━━━━━ SOURCE EXCERPT ━━━━━

It may be that it was around long before and I’m just misremembering (again) but I always think of Connect Four as being an invention of the early 80s.

I like a game at Christmas, but there’s no point reaching for the Monopoly unless you’ve cleared your afternoon schedule first. Cluedo’s something of a long-runner too (and Trivial Pursuit) but Connect Four is the sort of game you can quickly play a couple of rounds of in the gap between stirring from your post-lunch nap and heading off to the kitchen to research potential answers to the question of what’s for tea. It’s easy to understand (for kids from 8 to 80 as they say) and it even makes that deeply-satisying noise when the counters clonk into place.

My memory (with the usual qualifiers) also suggests that at the same time as Connect Four, we were gifted Guess Who. That’s another game that’s easily and quickly understood, and it too makes a gorgeous sound, when you flip over the tiles.

Given the absurdly huge number of variations of Monopoly (we got our daughter the Simpsons version one Christmas, cue much hilarity and a lot of very bad impersonations (and in my case, a chain of bankruptcies)) I’m always surprised there aren’t lots of different Guess Whos, themed around films or TV shows. (Does he have a hat? Does he have a moustache? Was his first wife tragically electrocuted and did his third wife have a scandalous affair with Mike Baldwin?)

The only thing I can’t remember is who actually gave it to us, although whoever it was certainly deserves our heartfelt thanks. Maybe it was… Is it a man? Does he have a big white beard? Does he drive a sleigh pulled by nine reindeer….?

Advent #3

They used to say that if you could remember the sixties you weren’t there – in similar vein, if you don’t remember Trivial Pursuits in the eighties, then you weren’t there either. An extraordinary blend of a boardgame with the opportunity for passive aggressive one-upmanship, it seemed to be, for just a couple of years, a constant threat hanging over any social gathering.

━━━━━

*REQUIRED TASKS*.
(1) List every game that the board games piece names.
(2) Extend the board games piece by picking up after its final sentence.
The records have no connection to the board games piece.

━━━━━ MATERIAL SUPPLIED ━━━━━

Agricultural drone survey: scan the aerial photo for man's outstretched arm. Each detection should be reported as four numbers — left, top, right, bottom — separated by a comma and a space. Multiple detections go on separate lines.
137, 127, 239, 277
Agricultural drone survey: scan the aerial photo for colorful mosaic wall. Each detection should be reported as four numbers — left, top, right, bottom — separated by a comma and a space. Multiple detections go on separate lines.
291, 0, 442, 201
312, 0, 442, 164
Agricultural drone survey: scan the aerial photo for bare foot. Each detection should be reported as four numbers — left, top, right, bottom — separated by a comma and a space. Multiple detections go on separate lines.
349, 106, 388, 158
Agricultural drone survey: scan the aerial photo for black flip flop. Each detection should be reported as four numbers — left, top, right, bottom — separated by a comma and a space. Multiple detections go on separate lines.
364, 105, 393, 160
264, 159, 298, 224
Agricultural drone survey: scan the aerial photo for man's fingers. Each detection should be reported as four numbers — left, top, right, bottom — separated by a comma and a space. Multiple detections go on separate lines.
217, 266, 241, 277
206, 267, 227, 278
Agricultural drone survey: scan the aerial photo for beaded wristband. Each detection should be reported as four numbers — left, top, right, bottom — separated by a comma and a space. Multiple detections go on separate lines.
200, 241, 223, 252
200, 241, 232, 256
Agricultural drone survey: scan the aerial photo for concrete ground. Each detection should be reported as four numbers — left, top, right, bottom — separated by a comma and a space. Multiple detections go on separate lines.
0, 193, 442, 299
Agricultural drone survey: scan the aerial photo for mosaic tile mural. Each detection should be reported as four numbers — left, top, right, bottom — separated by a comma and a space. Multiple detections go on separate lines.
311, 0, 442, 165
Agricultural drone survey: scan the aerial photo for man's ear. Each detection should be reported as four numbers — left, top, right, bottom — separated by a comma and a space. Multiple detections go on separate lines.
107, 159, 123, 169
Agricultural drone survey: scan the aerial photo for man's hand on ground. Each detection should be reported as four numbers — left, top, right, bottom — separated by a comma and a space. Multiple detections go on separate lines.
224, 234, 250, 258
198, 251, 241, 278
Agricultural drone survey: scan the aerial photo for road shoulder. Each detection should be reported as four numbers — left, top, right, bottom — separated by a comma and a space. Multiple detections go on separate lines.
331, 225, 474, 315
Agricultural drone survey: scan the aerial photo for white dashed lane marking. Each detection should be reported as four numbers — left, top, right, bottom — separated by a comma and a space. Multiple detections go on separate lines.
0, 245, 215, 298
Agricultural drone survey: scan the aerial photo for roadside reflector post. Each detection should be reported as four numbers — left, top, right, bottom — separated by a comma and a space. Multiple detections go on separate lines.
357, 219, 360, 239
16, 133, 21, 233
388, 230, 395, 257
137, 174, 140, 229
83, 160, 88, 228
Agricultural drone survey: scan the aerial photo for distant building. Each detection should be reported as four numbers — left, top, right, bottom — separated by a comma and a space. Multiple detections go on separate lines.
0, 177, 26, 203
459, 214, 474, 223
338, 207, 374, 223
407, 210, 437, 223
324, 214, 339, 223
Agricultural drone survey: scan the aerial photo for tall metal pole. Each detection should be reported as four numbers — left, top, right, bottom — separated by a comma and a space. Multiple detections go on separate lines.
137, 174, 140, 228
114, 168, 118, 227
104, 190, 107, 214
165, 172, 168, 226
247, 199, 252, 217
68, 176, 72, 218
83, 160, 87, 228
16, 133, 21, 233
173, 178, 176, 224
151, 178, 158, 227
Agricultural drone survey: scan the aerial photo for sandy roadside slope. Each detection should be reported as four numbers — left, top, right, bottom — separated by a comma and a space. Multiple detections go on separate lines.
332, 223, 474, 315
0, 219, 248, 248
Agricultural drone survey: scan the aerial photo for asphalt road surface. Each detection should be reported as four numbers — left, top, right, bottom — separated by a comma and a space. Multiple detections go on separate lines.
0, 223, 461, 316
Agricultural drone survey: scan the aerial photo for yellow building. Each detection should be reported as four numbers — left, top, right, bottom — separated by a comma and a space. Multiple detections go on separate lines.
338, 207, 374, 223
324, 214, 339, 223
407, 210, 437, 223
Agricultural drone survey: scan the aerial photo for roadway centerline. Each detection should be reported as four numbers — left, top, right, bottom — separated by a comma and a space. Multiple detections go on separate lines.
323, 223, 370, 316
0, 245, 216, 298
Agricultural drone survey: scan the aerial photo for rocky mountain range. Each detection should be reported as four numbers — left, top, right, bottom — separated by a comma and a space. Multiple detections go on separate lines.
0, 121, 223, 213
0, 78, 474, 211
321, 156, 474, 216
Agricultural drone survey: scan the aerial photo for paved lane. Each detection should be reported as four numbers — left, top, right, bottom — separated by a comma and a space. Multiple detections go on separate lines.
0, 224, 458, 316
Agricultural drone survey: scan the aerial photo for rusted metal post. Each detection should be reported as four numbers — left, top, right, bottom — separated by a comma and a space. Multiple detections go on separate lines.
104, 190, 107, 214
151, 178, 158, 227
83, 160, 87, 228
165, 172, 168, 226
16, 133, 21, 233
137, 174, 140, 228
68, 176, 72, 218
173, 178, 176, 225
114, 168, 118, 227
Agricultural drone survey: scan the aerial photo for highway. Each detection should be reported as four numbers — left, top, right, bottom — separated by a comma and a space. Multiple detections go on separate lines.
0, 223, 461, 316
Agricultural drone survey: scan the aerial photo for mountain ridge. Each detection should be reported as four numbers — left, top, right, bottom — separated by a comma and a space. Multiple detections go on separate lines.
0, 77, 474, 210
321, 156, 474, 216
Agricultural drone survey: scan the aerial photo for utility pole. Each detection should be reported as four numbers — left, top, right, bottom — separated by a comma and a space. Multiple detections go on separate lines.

━━━━━

*RESULTS FOR EACH TASK*.
(1) Connect Four, Monopoly, Cluedo, Trivial Pursuit, Guess Who

(2)
We were given it as a family one Christmas; and, for those few mortals unfamiliar, the premise is a quiz where you have to collect a different coloured slice or segment from each category, the first to get all six wins. Green was Science & Nature I believe, and there were questions also on History, Geography, Sport… in other words all the things I know nothing about. All I can really remember is that my only hope of ever possibly getting an answer right was if it was pink for Entertainment.

The game became, in Doctor Who circles, notorious for getting the answer wrong to the question ‘Who created Doctor Who?’ because, although his Daleks likely made it a success, Terry Nation (the answer on the card) didn’t actually create the show. With my anorak on I’m not sure you could definitively give one specific name in answer to the question. (Or alternatively, if there’s a pink slice in it for me, definitely Sydney Newman.)

It became, in our circle, if not notorious at least briefly memorable for the fact that when the local Superintendent Minister and his wife were around one evening, he was given the question, “What is the name for an animal with two penises?”

In case you’re wondering, no, I can’t remember the answer. And I’m certainly not Googling it to find out!